[Dataset entries]
------------------------------

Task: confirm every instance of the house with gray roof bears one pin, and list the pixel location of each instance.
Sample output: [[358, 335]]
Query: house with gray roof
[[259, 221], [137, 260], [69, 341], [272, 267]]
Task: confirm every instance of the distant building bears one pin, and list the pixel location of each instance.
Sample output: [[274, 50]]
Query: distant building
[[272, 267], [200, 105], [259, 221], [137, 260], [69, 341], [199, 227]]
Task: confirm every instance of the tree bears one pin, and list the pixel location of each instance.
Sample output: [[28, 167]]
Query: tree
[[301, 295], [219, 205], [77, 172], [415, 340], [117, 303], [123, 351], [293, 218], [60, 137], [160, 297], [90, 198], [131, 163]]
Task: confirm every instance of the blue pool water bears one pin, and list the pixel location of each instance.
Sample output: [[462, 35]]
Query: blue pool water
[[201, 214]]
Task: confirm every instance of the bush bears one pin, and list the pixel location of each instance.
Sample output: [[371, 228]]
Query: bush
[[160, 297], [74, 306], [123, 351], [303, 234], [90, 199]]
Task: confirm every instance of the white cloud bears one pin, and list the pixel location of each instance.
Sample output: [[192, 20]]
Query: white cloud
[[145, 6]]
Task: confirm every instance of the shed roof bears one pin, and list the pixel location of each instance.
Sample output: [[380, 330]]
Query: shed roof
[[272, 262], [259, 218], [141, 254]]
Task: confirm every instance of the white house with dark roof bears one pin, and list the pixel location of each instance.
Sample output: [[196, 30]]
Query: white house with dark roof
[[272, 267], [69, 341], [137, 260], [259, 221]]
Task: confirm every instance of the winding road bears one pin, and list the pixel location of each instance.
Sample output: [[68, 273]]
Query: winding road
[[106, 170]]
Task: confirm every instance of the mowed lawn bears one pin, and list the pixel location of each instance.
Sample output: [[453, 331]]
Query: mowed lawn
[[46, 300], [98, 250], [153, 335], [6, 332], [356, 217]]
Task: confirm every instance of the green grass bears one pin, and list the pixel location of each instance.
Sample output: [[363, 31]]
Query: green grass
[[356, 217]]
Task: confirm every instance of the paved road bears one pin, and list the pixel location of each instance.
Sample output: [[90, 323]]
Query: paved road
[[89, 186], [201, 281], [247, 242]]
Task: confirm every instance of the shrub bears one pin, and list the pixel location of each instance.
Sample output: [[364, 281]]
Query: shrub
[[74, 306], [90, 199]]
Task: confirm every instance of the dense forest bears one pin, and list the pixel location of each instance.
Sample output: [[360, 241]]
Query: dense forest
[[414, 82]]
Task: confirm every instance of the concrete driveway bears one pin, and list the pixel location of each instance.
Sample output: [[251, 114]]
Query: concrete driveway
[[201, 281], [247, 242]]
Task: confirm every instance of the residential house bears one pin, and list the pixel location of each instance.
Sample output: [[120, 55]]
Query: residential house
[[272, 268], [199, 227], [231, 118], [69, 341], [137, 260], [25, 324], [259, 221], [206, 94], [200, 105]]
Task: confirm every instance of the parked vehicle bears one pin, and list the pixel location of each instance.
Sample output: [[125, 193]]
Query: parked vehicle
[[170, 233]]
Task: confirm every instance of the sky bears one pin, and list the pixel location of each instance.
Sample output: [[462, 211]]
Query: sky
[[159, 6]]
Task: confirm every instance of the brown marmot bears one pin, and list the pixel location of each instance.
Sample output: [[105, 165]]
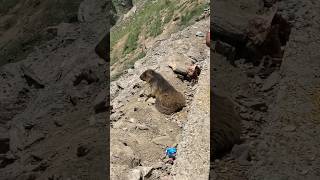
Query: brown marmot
[[168, 99], [225, 123]]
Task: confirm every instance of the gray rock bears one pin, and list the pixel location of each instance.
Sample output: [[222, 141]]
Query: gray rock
[[199, 34], [163, 140], [100, 102]]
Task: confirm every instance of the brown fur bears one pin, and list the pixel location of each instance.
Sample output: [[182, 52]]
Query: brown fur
[[225, 123], [168, 99]]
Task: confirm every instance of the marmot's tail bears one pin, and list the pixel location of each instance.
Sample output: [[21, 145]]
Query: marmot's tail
[[163, 109]]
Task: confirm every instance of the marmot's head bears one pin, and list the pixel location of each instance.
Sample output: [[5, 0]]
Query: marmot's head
[[147, 75]]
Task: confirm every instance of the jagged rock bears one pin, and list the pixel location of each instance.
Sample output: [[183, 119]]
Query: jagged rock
[[255, 104], [31, 78], [82, 150], [86, 74], [4, 144], [103, 46], [89, 10], [6, 160], [231, 19], [241, 153], [184, 66], [66, 31], [226, 50]]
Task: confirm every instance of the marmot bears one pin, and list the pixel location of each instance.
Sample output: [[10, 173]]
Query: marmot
[[168, 99], [226, 127]]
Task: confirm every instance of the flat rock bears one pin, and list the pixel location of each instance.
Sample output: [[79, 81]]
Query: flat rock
[[271, 81]]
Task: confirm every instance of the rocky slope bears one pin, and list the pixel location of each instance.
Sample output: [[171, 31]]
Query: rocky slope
[[276, 97], [139, 133], [65, 138]]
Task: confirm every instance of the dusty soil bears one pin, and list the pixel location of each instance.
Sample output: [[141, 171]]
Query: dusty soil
[[53, 103], [278, 106]]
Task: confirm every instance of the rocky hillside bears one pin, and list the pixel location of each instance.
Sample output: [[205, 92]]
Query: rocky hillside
[[52, 115], [271, 72], [146, 23]]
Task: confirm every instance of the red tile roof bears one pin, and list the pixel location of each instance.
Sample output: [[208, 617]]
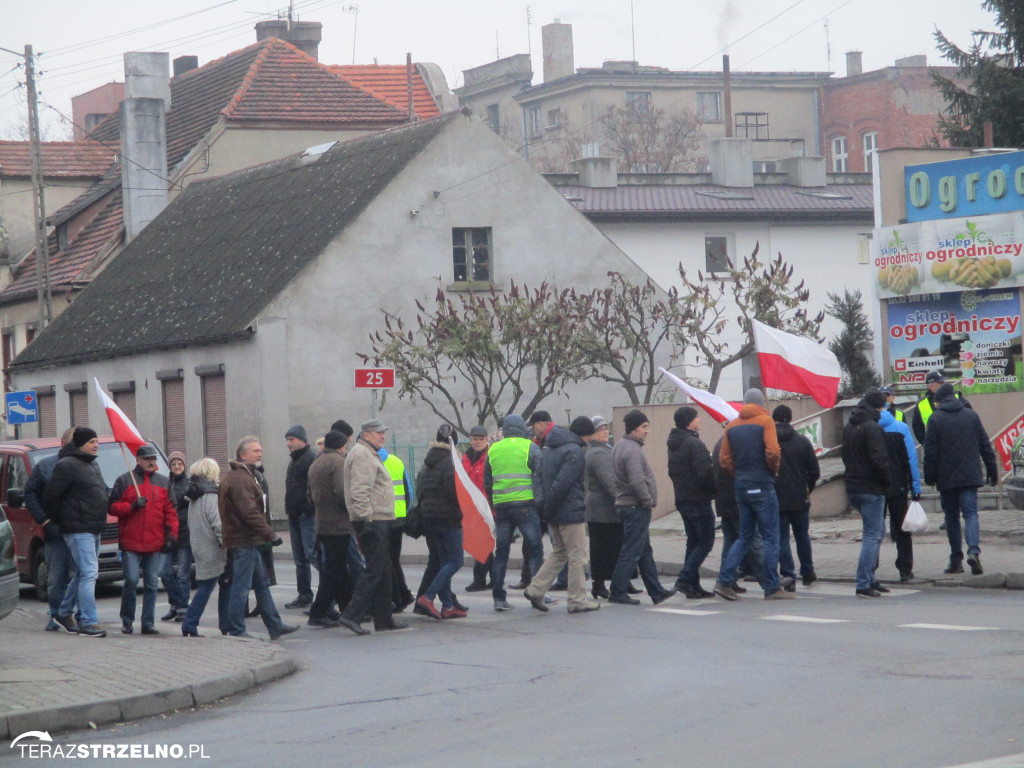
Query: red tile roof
[[267, 82], [60, 159], [95, 241], [390, 82]]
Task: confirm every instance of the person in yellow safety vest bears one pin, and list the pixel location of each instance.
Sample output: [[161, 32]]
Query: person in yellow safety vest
[[400, 594], [926, 406], [890, 394], [509, 483]]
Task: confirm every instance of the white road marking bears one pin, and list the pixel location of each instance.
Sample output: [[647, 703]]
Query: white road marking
[[685, 611], [805, 620]]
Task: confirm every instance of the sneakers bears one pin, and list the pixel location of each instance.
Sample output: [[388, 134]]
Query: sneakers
[[623, 600], [725, 591], [537, 601], [428, 607]]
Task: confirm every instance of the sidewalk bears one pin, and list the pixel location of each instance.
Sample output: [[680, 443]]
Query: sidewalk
[[50, 681]]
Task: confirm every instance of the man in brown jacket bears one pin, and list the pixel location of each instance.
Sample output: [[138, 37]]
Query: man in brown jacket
[[334, 529], [370, 498], [244, 530]]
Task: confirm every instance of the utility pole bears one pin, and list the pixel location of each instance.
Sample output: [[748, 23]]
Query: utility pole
[[42, 251]]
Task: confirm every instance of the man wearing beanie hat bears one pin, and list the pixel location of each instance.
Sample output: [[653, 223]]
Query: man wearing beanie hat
[[955, 448], [636, 496], [750, 453], [693, 481], [301, 515], [866, 462], [562, 468], [76, 499]]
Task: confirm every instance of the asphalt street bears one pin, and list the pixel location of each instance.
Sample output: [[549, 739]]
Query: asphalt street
[[926, 678]]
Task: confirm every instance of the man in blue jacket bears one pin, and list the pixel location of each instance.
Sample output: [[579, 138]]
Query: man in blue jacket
[[562, 468], [955, 445]]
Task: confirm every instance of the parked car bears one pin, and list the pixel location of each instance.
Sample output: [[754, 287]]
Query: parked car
[[8, 570], [18, 458]]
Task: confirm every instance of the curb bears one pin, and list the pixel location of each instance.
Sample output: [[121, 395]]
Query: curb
[[145, 705]]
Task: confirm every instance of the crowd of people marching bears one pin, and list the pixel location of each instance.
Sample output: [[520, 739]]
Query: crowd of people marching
[[349, 507]]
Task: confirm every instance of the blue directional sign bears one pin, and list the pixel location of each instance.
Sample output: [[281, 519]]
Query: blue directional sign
[[23, 408]]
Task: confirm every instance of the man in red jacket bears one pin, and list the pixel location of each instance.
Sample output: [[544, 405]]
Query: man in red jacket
[[147, 524]]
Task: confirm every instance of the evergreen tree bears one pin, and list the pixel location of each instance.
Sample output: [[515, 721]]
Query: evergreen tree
[[991, 87], [851, 346]]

------------------------------

YOUR GOAL:
Using the entries above, reproduce word for word only the lines from the one that contains "Sample output: [[125, 193]]" to the one that contains "Sample output: [[183, 119]]", both ends included, and drop every picture.

EXERCISE ANSWER:
Sample output: [[125, 193]]
Query: parked vehicle
[[170, 233]]
Task: confirm every instance of the sky bears one pin, and list the pixel location of each instance.
Sample output: [[462, 211]]
Query: sky
[[159, 6]]
Task: confirm every instance of the brown marmot bears one pin, and list the pixel location of each instance.
Sample output: [[105, 165]]
Query: brown marmot
[[168, 99], [225, 123]]
Task: confirm every instance of the gray rock bears one pin, and list the pixel location of each instance.
Sample output: [[222, 141]]
Query: gray rock
[[199, 34], [163, 140], [100, 102]]
Task: confirm every instance of the brown fur bears one pin, and list the pixel location of each instance.
Sample output: [[182, 52]]
Query: brown fur
[[225, 123], [168, 99]]
Task: confirm every instance of the marmot's tail bears one pin, and list the pixel location of each instance.
Sample output: [[21, 145]]
Query: marmot's tail
[[163, 109]]
Task: confirm every instance of the marmot's head bears one pin, and list the pixel location of each instance.
Sample output: [[5, 0]]
Query: marmot's head
[[147, 75]]
Task: confirm every instance of the jagged rock bears one pin, and list the pixel location of each instance.
Sample output: [[183, 119]]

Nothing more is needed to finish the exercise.